* _WHAT YOU WILL DO_: If a line in the data contains "below", copy it out.

* _SUPPLIED RECORDS_:
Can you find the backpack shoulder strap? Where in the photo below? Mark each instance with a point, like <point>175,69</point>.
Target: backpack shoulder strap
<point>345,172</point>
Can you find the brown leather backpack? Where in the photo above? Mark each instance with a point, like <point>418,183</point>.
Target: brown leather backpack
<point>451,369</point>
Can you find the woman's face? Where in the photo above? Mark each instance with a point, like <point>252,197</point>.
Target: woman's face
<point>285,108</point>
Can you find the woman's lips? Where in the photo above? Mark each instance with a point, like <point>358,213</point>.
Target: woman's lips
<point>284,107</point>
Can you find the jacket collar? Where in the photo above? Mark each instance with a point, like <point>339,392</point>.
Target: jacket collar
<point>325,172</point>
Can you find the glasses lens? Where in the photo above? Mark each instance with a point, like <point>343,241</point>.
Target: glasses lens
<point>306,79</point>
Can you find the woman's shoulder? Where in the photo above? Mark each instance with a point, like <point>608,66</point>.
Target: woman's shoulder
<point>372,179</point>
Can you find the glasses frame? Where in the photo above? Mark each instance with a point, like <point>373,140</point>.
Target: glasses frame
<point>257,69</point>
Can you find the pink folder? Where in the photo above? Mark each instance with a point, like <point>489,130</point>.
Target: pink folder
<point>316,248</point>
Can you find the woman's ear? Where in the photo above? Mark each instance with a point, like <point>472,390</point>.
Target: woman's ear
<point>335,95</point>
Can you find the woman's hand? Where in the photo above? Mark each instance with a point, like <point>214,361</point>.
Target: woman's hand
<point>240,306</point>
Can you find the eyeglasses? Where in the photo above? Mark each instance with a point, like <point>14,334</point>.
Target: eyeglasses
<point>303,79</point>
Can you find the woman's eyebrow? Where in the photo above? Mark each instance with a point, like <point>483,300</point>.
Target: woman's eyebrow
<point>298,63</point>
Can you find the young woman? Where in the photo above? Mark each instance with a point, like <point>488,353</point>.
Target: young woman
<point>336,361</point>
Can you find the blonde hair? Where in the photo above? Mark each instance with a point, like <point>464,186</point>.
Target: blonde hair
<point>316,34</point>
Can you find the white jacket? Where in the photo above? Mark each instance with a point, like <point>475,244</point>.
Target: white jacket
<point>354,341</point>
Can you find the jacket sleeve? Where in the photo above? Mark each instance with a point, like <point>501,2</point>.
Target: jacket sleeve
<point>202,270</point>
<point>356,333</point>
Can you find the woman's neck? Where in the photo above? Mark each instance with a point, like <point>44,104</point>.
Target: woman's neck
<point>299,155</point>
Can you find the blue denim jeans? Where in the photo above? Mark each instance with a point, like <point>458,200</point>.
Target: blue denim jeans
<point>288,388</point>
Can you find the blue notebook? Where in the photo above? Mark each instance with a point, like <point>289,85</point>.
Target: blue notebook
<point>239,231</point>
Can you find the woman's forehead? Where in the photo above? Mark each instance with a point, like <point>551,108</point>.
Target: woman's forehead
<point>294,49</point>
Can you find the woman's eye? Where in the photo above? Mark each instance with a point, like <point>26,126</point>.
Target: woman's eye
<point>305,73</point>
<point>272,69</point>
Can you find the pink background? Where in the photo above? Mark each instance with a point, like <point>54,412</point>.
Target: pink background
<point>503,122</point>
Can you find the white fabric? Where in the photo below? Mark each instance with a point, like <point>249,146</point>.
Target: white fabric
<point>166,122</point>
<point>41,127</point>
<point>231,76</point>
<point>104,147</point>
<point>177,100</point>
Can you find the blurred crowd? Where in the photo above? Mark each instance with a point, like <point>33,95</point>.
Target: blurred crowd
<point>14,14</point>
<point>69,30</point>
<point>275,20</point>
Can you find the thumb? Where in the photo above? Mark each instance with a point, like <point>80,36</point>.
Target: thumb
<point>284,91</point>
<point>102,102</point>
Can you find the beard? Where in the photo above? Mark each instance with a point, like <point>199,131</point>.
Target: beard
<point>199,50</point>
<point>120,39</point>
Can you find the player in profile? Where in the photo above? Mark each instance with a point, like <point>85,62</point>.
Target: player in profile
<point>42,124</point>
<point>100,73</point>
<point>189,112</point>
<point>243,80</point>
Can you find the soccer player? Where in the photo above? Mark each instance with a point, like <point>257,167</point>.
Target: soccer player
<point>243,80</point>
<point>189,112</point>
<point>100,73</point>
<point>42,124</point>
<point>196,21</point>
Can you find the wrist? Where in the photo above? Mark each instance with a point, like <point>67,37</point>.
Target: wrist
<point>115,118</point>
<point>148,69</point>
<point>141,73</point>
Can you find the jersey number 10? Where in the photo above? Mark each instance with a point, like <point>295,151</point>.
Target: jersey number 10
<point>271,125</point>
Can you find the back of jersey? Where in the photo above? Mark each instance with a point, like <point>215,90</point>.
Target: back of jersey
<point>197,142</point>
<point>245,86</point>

* _THE COMPLETED TASK_:
Can you find the backpack shoulder strap? Where in the photo below? Mark each instance with a point, like <point>175,69</point>.
Can you find the white fabric? Where in the photo below? Mark each instance with a point, like <point>249,146</point>.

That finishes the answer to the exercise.